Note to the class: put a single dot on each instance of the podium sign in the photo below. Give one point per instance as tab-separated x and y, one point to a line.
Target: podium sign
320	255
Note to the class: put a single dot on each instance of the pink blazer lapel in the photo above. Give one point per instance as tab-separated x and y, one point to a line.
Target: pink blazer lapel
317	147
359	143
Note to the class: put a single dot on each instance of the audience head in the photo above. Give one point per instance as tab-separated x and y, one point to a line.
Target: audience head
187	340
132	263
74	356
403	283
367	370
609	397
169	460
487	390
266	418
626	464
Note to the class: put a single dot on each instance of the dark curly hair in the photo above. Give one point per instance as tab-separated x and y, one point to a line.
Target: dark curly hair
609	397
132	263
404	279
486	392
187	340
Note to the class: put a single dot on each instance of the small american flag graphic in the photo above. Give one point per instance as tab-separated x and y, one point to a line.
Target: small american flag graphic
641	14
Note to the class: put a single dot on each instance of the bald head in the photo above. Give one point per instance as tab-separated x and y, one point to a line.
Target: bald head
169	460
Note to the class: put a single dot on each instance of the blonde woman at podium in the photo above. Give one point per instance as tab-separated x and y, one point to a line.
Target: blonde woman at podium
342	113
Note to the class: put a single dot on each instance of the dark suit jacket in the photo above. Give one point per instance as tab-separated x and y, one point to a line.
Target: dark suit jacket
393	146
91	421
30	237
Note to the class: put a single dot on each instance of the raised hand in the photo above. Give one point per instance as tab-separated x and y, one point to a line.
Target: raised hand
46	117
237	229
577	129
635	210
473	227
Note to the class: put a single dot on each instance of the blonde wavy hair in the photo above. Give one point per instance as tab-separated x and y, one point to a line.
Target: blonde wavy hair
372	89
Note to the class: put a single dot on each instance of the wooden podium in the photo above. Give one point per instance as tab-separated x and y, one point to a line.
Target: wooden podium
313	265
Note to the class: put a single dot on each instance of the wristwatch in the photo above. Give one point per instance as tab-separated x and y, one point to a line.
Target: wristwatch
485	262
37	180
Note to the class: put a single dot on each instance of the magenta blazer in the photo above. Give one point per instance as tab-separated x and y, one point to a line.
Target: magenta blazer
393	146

——

### TASK DESCRIPTION:
Would you return the full set of entries, unchanged in every detail?

### EXERCISE SOLUTION:
Note to the class: put a single dot on each instance of the podium sign in the photo below. Give one point per instance as tab-separated x and y, one point to a line.
Target: podium sign
320	255
Note to the class: put a single dot on each instance of the pink blazer lapel in the photo above. Give one point per instance as tab-separated x and y, one point to a line.
Target: pink blazer lapel
317	147
359	143
Note to the class: put a single dot on each instance of the audience head in the photo above. Give one point per instance as tab-separated x and y, one point to a line.
Target: audience head
187	340
132	263
74	356
403	283
367	370
609	397
169	460
487	390
266	418
626	464
Note to the class: put a single dot on each instance of the dark curly hair in the photo above. Give one point per instance as tab-separated x and y, one point to a line.
Target: dark curly hair
609	397
132	263
404	279
486	392
187	340
Note to the class: put a single dot on each instance of the small american flag graphic in the photo above. Give one point per instance as tab-separated x and y, one point to a line.
Target: small american flag graphic
641	14
Note to the class: put a single dot on each instance of the bald head in the photo above. Give one point per instance as tab-separated x and y, one point to a line.
Target: bald head
169	460
Note to the class: put a single dot on each instance of the blonde woman at podium in the photo above. Give one point per instance as tab-separated x and y, one point to a line.
Target: blonde woman at podium
342	113
Note to the class: put a single dot on each instance of the dark suit jacket in the photo above. Give one point per instance as tab-separated x and y, one point to a line.
Target: dark suit jacket
393	146
91	421
30	237
Note to the class: put a single dot on each instance of the raised hand in the photo above. Give one point per instance as tab-separated x and y, one point to a line.
Target: raised hand
46	117
237	229
577	129
635	210
473	227
Note to the class: put a single dot on each instance of the blonde wavy hair in the photo above. Give one point per instance as tab-separated x and y, one point to a line.
Target: blonde wavy hair
372	89
Note to the class: put a single dot on each instance of the wooden podium in the photo above. Give one point per instance as tab-separated x and y, one point to a line.
Target: wooden podium
313	265
Note to the class: put a single dot on each instance of the wristwatch in the photo above. Give one point per instance as tab-separated x and y, one point to a line.
Target: wristwatch
485	262
37	180
Note to the class: put a single dot on each instance of the magenta blazer in the photo above. Give one point per instance as tab-separated x and y, one point to a line.
Target: magenta blazer
393	146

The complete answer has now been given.